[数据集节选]
• • • • •

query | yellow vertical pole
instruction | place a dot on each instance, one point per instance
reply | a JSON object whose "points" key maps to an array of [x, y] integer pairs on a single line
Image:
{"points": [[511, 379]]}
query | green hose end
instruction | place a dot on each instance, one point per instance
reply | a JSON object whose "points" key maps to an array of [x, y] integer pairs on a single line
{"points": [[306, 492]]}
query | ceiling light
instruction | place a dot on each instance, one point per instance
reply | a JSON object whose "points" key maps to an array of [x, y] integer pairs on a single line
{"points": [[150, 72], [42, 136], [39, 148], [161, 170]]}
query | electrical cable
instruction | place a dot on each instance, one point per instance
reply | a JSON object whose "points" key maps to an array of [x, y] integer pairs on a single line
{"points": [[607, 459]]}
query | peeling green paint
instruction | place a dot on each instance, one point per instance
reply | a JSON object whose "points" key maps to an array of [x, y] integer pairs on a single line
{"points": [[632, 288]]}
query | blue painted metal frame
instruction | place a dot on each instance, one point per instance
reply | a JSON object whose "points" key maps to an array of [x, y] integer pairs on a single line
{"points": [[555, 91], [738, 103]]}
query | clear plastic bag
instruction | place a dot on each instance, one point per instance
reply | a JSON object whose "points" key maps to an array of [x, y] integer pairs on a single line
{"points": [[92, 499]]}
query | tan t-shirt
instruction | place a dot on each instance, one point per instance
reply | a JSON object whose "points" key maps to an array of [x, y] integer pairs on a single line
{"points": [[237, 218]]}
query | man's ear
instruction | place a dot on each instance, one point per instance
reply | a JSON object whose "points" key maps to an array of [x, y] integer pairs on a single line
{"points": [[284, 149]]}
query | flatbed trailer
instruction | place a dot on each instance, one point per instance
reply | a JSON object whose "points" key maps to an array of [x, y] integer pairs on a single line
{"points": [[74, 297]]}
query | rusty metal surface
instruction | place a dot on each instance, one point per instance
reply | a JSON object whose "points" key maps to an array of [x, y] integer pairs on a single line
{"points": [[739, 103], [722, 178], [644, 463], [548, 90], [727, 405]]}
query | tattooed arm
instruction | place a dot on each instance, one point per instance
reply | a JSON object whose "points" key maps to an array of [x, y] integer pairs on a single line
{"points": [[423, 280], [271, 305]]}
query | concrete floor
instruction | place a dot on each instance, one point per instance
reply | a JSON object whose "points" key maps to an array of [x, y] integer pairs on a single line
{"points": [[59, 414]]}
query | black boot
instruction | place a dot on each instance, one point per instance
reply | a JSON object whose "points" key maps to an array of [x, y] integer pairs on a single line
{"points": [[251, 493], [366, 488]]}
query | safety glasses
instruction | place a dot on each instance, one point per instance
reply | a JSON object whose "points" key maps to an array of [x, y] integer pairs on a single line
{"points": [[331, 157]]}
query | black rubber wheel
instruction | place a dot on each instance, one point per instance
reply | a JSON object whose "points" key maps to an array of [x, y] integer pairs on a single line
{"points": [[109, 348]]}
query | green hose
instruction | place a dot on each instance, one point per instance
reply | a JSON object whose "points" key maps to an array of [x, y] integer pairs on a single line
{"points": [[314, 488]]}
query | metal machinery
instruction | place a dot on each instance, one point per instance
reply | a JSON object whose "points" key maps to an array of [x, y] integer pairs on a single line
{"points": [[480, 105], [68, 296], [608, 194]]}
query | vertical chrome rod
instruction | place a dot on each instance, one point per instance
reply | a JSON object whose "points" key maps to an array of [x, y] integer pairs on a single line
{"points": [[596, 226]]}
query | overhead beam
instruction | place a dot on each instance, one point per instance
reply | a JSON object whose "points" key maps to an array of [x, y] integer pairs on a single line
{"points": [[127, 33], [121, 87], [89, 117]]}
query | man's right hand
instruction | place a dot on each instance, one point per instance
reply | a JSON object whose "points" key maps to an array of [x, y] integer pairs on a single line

• • • • •

练习要求 —
把上面的全部条目改写成一个 JSON 字符串列表，每行对应一个字符串，空行略去。

例题解答 —
[
  "query | yellow vertical pole",
  "instruction | place a dot on each instance, one point per instance",
  "reply | a JSON object whose \"points\" key maps to an array of [x, y] integer pairs on a single line",
  "Image:",
  "{\"points\": [[511, 379]]}",
  "query | green hose end",
  "instruction | place a dot on each instance, one point per instance",
  "reply | a JSON object whose \"points\" key maps to an array of [x, y] integer pairs on a single line",
  "{\"points\": [[306, 492]]}",
  "query | ceiling light",
  "instruction | place a dot on each instance, one point per instance",
  "reply | a JSON object whose \"points\" key maps to an array of [x, y] integer pairs on a single line",
  "{\"points\": [[150, 72], [42, 136], [39, 148], [161, 170]]}",
  "query | electrical cable",
  "instruction | place a dot on each instance, one point per instance",
  "reply | a JSON object whose \"points\" key maps to an array of [x, y] integer pairs on a single line",
  "{\"points\": [[607, 459]]}",
  "query | peeling green paint",
  "instruction | place a dot on each instance, one point per instance",
  "reply | a JSON object whose \"points\" key maps to an array of [x, y] integer pairs on a single line",
  "{\"points\": [[632, 288]]}",
  "query | blue painted metal frame",
  "instruction | place a dot on each instance, one point per instance",
  "reply | a JSON object whose \"points\" key maps to an array of [x, y] integer pairs on a single line",
  "{\"points\": [[555, 91], [738, 103]]}",
  "query | clear plastic bag",
  "instruction | place a dot on each instance, one point per instance",
  "reply | a JSON object whose \"points\" key maps to an array of [x, y] integer pairs on a single line",
  "{\"points\": [[92, 499]]}",
  "query | tan t-shirt",
  "instruction | place a dot on each instance, one point per instance",
  "reply | a JSON object whose \"points\" key maps to an array of [x, y] integer pairs on a single line",
  "{\"points\": [[237, 218]]}",
  "query | man's ear",
  "instruction | place a dot on each instance, one point per instance",
  "reply | a JSON object whose \"points\" key maps to an array of [x, y] integer pairs on a single line",
  "{\"points\": [[284, 149]]}",
  "query | flatbed trailer",
  "instruction | place a dot on each instance, one point per instance",
  "reply | a JSON object whose \"points\" key maps to an array of [x, y] integer pairs on a single line",
  "{\"points\": [[74, 297]]}",
  "query | rusty metal surface",
  "instruction | place a dot on each instance, one point per instance",
  "reply | a JSON object whose \"points\" key maps to an array of [x, y] integer pairs on a single line",
  "{\"points\": [[739, 103], [722, 178], [644, 463], [548, 90], [727, 405]]}",
  "query | tattooed arm",
  "instruction | place a dot on each instance, one point per instance",
  "reply | a JSON object whose \"points\" key maps to an array of [x, y] integer pairs on a single line",
  "{\"points\": [[423, 280], [271, 305]]}",
  "query | concrete floor",
  "instruction | place a dot on each instance, one point per instance",
  "reply | a JSON object whose \"points\" key maps to an array of [x, y] integer pairs on a single line",
  "{\"points\": [[59, 414]]}",
  "query | black boot",
  "instruction | place a dot on each instance, one point per instance",
  "reply | a JSON object whose \"points\" key maps to an array of [x, y] integer pairs on a single line",
  "{\"points\": [[251, 493], [366, 488]]}",
  "query | safety glasses",
  "instruction | place a dot on each instance, one point per instance",
  "reply | a JSON object whose \"points\" key maps to an array of [x, y] integer pairs on a single line",
  "{\"points\": [[331, 157]]}",
  "query | black rubber wheel",
  "instruction | place a dot on each instance, one point per instance",
  "reply | a JSON object whose \"points\" key maps to an array of [x, y] integer pairs on a single line",
  "{\"points\": [[109, 348]]}",
  "query | green hose",
  "instruction | place a dot on each instance, one point per instance",
  "reply | a JSON object whose \"points\" key maps to an array of [x, y] integer pairs on a single line",
  "{\"points\": [[314, 488]]}",
  "query | metal machinery",
  "instruction | place a dot on each instance, one point per instance",
  "reply | a JSON object whose \"points\" key maps to an array of [x, y] integer pairs on a single line",
  "{\"points\": [[480, 105], [68, 296], [608, 194]]}",
  "query | vertical chrome rod",
  "instruction | place a dot on each instance, one point per instance",
  "reply | a JSON object whose \"points\" key maps to an array of [x, y] integer pairs on a single line",
  "{\"points\": [[596, 226]]}",
  "query | overhead beam",
  "instruction | place a dot on each instance, one point per instance",
  "reply | a JSON object whose \"points\" key maps to an array of [x, y] integer pairs on a single line",
  "{\"points\": [[127, 33], [121, 87], [89, 117]]}",
  "query | man's right hand",
  "instruction | place a dot on each instance, one point per instance",
  "reply | a JSON object whose \"points\" key maps to an array of [x, y] integer pairs on a single line"
]